** start of DATA EXCERPTS **

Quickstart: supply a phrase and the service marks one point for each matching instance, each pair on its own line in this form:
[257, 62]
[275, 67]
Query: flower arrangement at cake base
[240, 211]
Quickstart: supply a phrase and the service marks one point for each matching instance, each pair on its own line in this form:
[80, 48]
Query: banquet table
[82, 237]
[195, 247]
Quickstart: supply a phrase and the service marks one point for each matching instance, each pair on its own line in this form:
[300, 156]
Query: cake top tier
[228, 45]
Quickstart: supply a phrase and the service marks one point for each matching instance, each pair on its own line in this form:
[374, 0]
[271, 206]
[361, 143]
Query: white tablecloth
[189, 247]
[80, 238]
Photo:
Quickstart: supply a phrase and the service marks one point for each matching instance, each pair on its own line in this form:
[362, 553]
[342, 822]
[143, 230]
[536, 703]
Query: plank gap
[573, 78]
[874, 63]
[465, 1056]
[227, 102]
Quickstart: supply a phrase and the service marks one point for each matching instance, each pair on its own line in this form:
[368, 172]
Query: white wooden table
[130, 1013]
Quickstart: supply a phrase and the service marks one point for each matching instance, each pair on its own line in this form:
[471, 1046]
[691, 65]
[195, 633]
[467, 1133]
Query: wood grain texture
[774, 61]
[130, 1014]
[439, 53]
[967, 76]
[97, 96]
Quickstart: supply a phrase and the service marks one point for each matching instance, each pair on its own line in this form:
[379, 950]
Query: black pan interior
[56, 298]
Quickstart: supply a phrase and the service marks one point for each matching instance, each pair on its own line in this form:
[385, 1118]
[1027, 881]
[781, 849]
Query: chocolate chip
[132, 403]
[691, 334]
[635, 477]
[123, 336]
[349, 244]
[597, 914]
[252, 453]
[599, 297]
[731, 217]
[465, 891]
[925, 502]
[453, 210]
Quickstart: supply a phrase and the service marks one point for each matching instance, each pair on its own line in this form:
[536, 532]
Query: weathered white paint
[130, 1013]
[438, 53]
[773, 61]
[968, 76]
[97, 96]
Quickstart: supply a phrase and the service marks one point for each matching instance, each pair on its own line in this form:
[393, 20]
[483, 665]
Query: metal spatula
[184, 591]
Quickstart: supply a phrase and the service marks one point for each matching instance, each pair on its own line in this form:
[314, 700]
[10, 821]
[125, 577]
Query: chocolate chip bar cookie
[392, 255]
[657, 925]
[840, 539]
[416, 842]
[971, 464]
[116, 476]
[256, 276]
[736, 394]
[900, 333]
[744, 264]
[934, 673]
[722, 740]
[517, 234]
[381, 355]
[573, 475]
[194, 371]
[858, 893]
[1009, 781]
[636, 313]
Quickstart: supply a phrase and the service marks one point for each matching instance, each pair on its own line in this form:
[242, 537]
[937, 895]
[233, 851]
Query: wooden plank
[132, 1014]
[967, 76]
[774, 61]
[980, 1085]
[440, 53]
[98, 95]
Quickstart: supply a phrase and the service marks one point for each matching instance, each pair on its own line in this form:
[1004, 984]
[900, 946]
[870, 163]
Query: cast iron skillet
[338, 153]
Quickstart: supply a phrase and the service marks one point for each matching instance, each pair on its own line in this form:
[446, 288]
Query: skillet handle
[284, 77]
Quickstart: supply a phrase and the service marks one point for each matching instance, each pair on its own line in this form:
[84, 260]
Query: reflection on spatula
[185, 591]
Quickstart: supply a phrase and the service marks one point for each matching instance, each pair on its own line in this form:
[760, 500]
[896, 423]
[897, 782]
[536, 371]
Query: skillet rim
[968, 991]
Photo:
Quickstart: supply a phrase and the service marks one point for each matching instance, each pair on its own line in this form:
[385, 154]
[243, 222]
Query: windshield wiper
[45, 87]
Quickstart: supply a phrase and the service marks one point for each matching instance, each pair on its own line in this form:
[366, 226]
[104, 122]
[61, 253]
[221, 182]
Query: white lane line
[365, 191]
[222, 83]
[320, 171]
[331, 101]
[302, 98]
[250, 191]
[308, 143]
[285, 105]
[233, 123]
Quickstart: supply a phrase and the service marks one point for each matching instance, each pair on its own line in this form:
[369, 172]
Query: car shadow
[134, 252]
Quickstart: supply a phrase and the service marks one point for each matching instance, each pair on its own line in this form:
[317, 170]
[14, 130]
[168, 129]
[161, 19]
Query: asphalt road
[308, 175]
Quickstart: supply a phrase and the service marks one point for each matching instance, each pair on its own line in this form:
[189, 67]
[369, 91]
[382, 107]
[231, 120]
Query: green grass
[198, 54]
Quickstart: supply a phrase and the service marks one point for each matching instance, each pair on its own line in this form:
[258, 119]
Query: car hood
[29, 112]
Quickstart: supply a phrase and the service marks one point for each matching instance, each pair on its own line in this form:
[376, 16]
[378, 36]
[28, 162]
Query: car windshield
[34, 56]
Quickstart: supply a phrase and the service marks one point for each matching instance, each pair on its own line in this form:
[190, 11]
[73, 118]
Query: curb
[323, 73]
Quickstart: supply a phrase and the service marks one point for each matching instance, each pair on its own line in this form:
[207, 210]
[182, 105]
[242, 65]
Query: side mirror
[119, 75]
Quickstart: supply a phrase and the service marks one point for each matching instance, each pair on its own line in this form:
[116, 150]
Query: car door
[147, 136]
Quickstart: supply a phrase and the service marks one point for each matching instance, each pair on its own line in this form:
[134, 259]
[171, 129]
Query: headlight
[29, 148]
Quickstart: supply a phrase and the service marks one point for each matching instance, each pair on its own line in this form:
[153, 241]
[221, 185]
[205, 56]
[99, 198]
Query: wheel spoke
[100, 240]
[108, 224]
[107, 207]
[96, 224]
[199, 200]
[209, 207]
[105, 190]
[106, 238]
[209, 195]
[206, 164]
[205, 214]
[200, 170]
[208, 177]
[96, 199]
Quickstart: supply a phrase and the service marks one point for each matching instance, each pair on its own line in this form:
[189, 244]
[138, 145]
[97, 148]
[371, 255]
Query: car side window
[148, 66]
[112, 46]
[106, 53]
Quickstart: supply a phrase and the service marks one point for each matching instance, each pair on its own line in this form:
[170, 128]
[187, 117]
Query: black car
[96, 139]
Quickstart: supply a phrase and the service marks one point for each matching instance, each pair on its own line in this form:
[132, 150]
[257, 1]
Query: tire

** end of DATA EXCERPTS **

SHORT EXERCISE
Each entry above is to be quoted exactly.

CORRECT RESULT
Quickstart: supply a phrase and the service marks one point for each matching instance, each pair on its own line in this form:
[257, 62]
[275, 67]
Query: flower arrangement at cake base
[240, 211]
Quickstart: supply a phrase and the service marks one point for each matching instance, each pair on its own line in this form:
[80, 48]
Query: banquet table
[82, 237]
[195, 247]
Quickstart: supply a phrase and the service marks one point for each matching instance, each pair on its own line in this form:
[300, 156]
Query: cake top tier
[228, 45]
Quickstart: supply a phrase and the service marks one point for each matching instance, each pair on its own line in this form:
[374, 0]
[271, 206]
[361, 143]
Query: white tablecloth
[189, 247]
[80, 238]
Photo:
Quickstart: supply a phrase and the service marks one point for each matching instance, each pair on its own line in this form:
[362, 553]
[342, 822]
[143, 230]
[536, 703]
Query: plank gap
[573, 78]
[874, 63]
[465, 1056]
[227, 102]
Quickstart: supply a phrase and the service marks one point for each matching instance, each pair on its own line in this form:
[368, 172]
Query: white wooden table
[130, 1013]
Quickstart: supply a phrase and the service marks one point for each matching instance, each pair on its own line in this form:
[471, 1046]
[691, 65]
[195, 633]
[467, 1133]
Query: wood grain texture
[774, 61]
[130, 1014]
[439, 53]
[967, 76]
[97, 96]
Quickstart: supply a phrase and the service marks one point for each matching instance, each pair on its own line in this form:
[379, 950]
Query: black pan interior
[56, 298]
Quickstart: supply a phrase and the service marks one point for each matching instance, each pair on its own line in this form:
[385, 1118]
[1027, 881]
[781, 849]
Query: chocolate chip
[132, 403]
[691, 334]
[635, 477]
[123, 336]
[349, 244]
[597, 914]
[252, 453]
[599, 297]
[731, 217]
[465, 891]
[925, 502]
[453, 210]
Quickstart: supply a phrase and the service marks one point for each matching instance, each pair on its own line in this form:
[536, 532]
Query: weathered white paint
[130, 1013]
[438, 53]
[773, 61]
[968, 76]
[97, 96]
Quickstart: supply a phrase and the service marks one point for each matching instance, each pair on its own line in this form:
[393, 20]
[483, 665]
Query: metal spatula
[184, 591]
Quickstart: supply a phrase and the service marks one point for each matching instance, each pair on its own line in this form:
[314, 700]
[10, 821]
[125, 577]
Query: chocolate chip bar cookie
[392, 255]
[657, 925]
[840, 539]
[416, 842]
[971, 464]
[116, 476]
[256, 276]
[736, 394]
[900, 333]
[744, 264]
[934, 673]
[722, 740]
[517, 234]
[381, 355]
[573, 475]
[194, 371]
[858, 893]
[1009, 781]
[636, 313]
Quickstart: supply a phrase and the service marks one point for each matching instance, each pair on its own line in this form:
[242, 537]
[937, 895]
[233, 851]
Query: wooden plank
[132, 1014]
[967, 76]
[774, 61]
[980, 1085]
[440, 53]
[98, 95]
Quickstart: supply a phrase and the service marks one point for each matching instance, each pair on its own line in this form:
[1004, 984]
[900, 946]
[870, 163]
Query: cast iron skillet
[338, 153]
Quickstart: supply a phrase and the service marks one point for each matching instance, each pair on its own line in this form:
[446, 288]
Query: skillet handle
[284, 77]
Quickstart: supply a phrase and the service marks one point for each matching instance, each pair on its own line in this form:
[84, 260]
Query: reflection on spatula
[185, 591]
Quickstart: supply a phrase and the service marks one point for each matching instance, each pair on its own line in this form:
[760, 500]
[896, 423]
[897, 782]
[536, 371]
Query: skillet rim
[968, 991]
Photo:
Quickstart: supply a phrase and the service marks one point for each matching instance, each pair on its own line in this form:
[385, 154]
[243, 222]
Query: windshield wiper
[45, 87]
Quickstart: supply a phrase and the service marks one point for each matching instance, each pair on its own line in this form:
[366, 226]
[104, 122]
[61, 253]
[221, 182]
Query: white lane line
[365, 191]
[222, 83]
[320, 171]
[331, 101]
[302, 98]
[250, 191]
[308, 143]
[285, 105]
[233, 123]
Quickstart: supply a phrase and the service marks one point for each matching instance, each pair on its own line in this form:
[369, 172]
Query: car shadow
[134, 252]
Quickstart: supply a phrase and the service marks one point for each matching instance, each pair on its own line in this form:
[317, 170]
[14, 130]
[168, 129]
[161, 19]
Query: asphalt road
[308, 175]
Quickstart: supply a phrase and the service marks one point for each matching instance, each pair on its own line in this form:
[189, 67]
[369, 91]
[382, 107]
[231, 120]
Query: green grass
[198, 54]
Quickstart: supply a phrase and the service marks one point for each matching instance, each pair on its own line in this form:
[258, 119]
Query: car hood
[29, 112]
Quickstart: supply a phrase and the service marks one point for each matching instance, each pair on its own line in this form:
[376, 16]
[378, 36]
[28, 162]
Query: car windshield
[34, 56]
Quickstart: supply a phrase and the service marks one point for each matching instance, each pair on its own line in this form:
[190, 11]
[73, 118]
Query: curb
[323, 73]
Quickstart: supply a phrase and the service marks one point for each matching instance, each pair on its own line in this form:
[207, 210]
[182, 105]
[242, 65]
Query: side mirror
[119, 75]
Quickstart: supply a phrase and the service marks one point for each matching instance, each pair on its own line in this form:
[116, 150]
Query: car door
[147, 136]
Quickstart: supply a phrase and the service marks one point for each matching instance, each pair on its own line in this form:
[134, 259]
[171, 129]
Query: headlight
[29, 148]
Quickstart: supply a phrase and the service marks one point for each matching instance, each pair on its own line in this form:
[153, 241]
[221, 185]
[205, 56]
[99, 198]
Query: wheel spoke
[100, 240]
[108, 224]
[107, 207]
[96, 224]
[199, 200]
[209, 207]
[105, 190]
[106, 238]
[209, 195]
[206, 164]
[205, 214]
[200, 170]
[208, 177]
[96, 199]
Quickstart: supply a phrase and the service marks one point for each matching instance, each pair on its own line in this form:
[189, 244]
[138, 145]
[97, 148]
[371, 255]
Query: car side window
[148, 66]
[112, 46]
[106, 53]
Quickstart: supply a phrase and the service marks one point for each matching instance, each pair on its own line in this form:
[170, 128]
[187, 117]
Query: black car
[96, 139]
Quickstart: supply a phrase and the service marks one point for each matching instance, each pair on its own line in this form:
[132, 150]
[257, 1]
Query: tire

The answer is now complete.